§ TRY IT: Locate, in the data below, the line that contains "# for every instance of the weathered" and the line that contains "# for every instance of the lichen-covered"; reproduce exactly those two lines and every line between them, nothing more.
---*---
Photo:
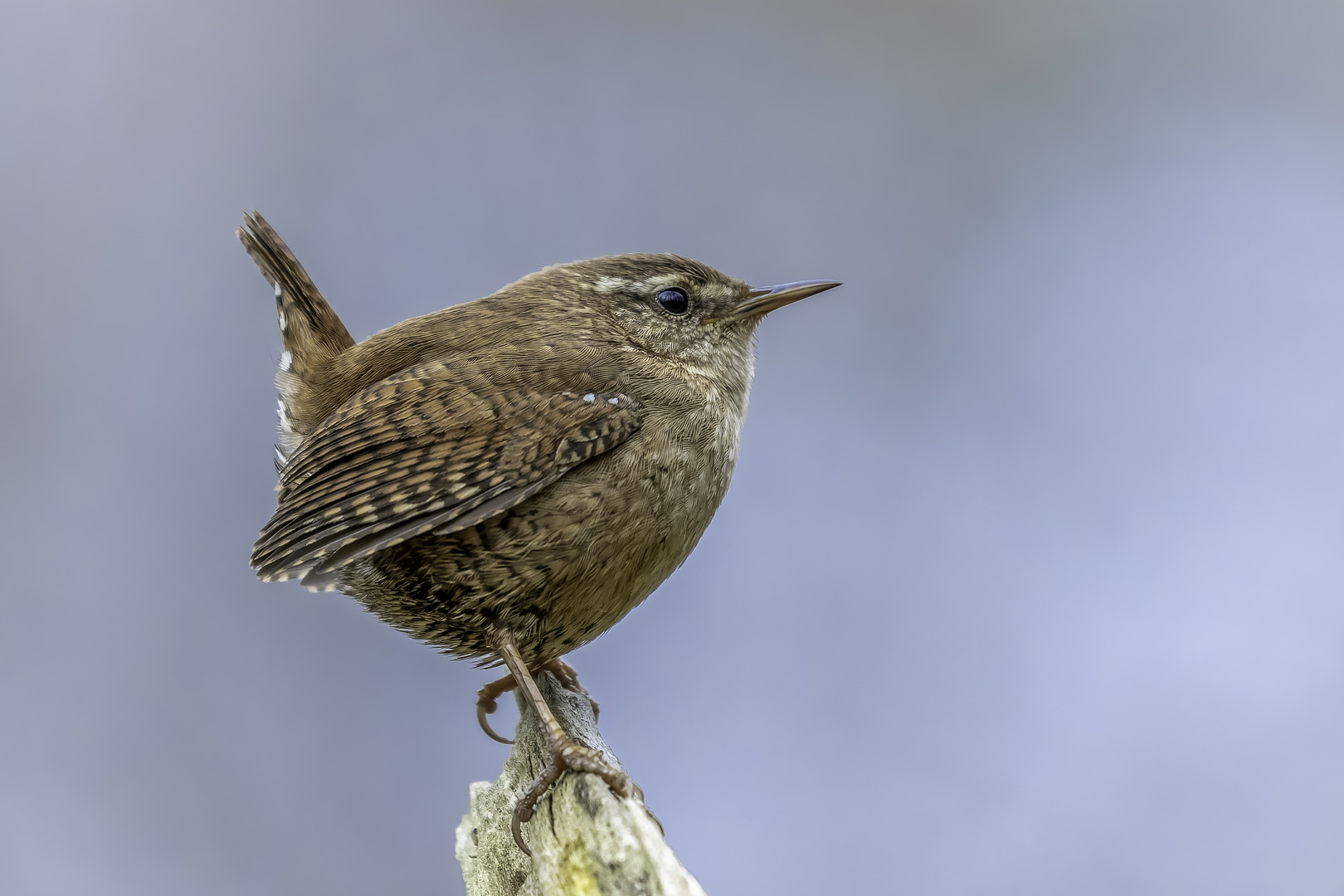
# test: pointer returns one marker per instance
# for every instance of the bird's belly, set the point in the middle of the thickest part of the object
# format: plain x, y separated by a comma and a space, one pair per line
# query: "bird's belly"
561, 568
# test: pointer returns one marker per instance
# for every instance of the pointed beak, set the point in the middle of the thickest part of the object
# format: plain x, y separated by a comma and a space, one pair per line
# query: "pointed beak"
767, 299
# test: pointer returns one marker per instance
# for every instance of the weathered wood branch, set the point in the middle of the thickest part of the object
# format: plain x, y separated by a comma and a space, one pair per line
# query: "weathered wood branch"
583, 839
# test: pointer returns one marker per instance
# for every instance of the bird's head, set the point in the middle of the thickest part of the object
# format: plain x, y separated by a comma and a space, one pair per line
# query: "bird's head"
663, 305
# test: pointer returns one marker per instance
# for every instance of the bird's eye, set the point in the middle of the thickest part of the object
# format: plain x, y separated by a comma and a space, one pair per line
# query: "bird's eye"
674, 301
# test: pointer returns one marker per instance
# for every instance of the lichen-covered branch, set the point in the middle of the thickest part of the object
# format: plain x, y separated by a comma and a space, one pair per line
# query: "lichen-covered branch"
583, 839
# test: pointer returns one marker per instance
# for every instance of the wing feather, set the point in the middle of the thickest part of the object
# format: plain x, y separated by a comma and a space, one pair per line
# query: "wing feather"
420, 453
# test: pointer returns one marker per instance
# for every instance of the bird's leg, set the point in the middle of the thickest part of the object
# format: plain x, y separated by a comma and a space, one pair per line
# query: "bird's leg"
569, 680
565, 752
487, 696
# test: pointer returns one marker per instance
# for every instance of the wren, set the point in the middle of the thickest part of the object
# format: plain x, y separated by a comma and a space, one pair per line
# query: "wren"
505, 479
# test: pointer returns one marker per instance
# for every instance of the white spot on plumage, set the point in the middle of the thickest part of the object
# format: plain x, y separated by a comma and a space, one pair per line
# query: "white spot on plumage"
611, 284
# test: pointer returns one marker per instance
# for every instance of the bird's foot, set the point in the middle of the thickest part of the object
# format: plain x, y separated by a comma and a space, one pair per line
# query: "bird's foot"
567, 755
488, 696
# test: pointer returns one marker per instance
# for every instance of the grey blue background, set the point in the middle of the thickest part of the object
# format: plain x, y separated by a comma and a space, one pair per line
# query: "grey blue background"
1030, 579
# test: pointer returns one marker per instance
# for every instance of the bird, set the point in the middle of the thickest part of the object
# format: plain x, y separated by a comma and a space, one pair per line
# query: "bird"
505, 479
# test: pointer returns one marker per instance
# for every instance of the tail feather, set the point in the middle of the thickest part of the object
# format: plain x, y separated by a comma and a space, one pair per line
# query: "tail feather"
309, 329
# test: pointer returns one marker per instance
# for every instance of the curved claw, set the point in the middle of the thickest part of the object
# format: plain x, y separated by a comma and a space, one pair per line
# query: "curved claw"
485, 723
485, 704
527, 802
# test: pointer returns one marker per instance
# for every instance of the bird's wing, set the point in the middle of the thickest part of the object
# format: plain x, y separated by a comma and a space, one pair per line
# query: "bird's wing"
422, 453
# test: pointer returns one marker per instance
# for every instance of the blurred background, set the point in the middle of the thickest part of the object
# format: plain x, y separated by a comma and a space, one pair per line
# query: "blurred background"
1030, 579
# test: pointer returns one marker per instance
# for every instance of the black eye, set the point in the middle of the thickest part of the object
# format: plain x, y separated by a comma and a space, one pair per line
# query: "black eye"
674, 301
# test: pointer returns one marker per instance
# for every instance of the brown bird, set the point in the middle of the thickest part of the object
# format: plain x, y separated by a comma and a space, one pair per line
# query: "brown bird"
507, 479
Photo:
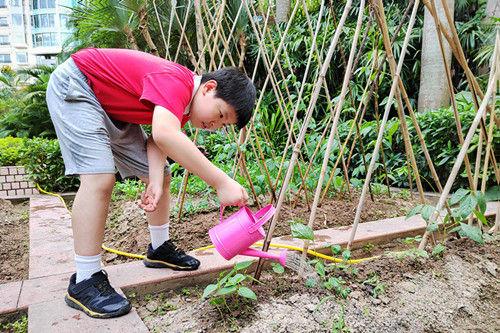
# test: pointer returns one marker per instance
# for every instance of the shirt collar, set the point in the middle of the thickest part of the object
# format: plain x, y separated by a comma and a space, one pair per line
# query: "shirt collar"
196, 85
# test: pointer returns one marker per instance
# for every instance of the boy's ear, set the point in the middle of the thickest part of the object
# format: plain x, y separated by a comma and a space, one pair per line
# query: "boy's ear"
209, 86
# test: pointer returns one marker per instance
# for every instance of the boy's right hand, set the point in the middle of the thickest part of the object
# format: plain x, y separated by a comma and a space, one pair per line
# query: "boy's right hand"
231, 193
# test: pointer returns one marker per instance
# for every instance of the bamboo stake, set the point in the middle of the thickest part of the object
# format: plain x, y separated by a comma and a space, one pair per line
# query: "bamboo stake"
378, 6
333, 130
300, 140
494, 77
161, 29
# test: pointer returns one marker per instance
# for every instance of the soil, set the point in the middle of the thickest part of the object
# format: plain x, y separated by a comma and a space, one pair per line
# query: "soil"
126, 228
14, 240
458, 292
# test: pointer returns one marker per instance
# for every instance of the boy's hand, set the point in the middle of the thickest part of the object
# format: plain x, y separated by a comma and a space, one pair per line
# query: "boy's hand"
151, 197
231, 193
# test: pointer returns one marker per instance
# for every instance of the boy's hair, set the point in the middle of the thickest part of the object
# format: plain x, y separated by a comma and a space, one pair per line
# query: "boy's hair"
236, 89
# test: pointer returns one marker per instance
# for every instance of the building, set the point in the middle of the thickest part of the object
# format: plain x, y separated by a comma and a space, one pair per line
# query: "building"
32, 32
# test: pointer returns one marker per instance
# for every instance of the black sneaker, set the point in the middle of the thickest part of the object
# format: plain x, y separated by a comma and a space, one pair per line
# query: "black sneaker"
168, 255
96, 297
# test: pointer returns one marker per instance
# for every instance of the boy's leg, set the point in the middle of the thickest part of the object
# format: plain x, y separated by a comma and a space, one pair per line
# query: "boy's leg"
89, 212
162, 253
79, 121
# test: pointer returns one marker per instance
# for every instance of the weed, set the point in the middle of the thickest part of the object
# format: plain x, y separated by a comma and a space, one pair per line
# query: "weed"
374, 285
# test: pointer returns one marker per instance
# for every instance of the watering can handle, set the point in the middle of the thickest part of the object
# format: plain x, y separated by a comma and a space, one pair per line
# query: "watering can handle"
262, 216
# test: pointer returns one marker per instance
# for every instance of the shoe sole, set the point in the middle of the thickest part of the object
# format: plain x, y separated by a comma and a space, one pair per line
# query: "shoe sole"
162, 264
75, 304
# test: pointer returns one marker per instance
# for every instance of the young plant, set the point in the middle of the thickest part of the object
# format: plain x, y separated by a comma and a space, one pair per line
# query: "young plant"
231, 286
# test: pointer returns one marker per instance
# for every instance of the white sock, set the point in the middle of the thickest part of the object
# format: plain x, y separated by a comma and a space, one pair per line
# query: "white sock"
86, 266
159, 234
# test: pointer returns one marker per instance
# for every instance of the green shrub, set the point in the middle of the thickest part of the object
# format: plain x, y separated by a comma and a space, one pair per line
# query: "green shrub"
44, 164
10, 150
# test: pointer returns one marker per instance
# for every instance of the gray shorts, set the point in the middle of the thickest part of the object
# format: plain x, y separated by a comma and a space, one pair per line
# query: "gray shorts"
90, 141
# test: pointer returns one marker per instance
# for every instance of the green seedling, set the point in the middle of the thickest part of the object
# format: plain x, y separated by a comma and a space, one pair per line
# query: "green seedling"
376, 287
231, 285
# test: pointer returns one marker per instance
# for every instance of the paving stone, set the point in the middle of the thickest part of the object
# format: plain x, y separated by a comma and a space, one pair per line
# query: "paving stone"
56, 316
51, 238
9, 295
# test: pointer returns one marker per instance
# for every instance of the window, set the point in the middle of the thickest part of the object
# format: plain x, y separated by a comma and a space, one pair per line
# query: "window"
17, 20
44, 39
18, 38
22, 57
64, 21
4, 40
4, 58
40, 4
43, 21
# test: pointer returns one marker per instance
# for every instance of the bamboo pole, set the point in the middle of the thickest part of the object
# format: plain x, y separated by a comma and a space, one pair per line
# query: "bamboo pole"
378, 6
333, 131
300, 140
494, 77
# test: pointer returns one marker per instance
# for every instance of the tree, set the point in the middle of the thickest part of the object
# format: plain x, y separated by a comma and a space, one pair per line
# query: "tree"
434, 92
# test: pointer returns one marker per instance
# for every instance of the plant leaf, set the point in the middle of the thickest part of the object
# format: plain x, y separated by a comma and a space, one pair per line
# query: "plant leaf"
471, 232
209, 290
226, 290
247, 293
302, 231
458, 196
438, 249
467, 206
243, 265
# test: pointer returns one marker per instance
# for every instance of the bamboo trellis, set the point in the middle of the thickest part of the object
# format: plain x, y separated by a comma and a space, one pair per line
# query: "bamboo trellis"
221, 40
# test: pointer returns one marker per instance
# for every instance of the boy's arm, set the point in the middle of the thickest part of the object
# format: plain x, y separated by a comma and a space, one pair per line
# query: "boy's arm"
169, 138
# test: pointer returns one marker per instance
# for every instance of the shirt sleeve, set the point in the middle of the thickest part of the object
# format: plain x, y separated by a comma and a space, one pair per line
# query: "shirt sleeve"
173, 92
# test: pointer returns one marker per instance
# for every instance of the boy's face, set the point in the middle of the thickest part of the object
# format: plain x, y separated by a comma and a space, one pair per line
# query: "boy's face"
209, 112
---*---
§ ANSWER SECTION:
# for every instance of the weathered wood branch, set the point in the middle of the thickest part of the object
# format: plain x, y separated by a comma and a space, one pair per line
# query: "weathered wood branch"
583, 839
# test: pointer returns one marker per instance
# for every instance of the bird's head, set the point in the middle of the thickest part of the object
# format: plain x, y separated by a comma and a space, one pair per line
# query: "bird's head"
663, 305
# test: pointer returns one marker per instance
# for every instance of the bird's eye, set the point in the middle of the thickest part of the object
# format: plain x, y separated by a comma and a space, one pair per line
# query: "bird's eye"
674, 301
# test: pointer returns one marker per instance
# for every instance of the lichen-covered branch, set the point in the middle of the thickest part of the object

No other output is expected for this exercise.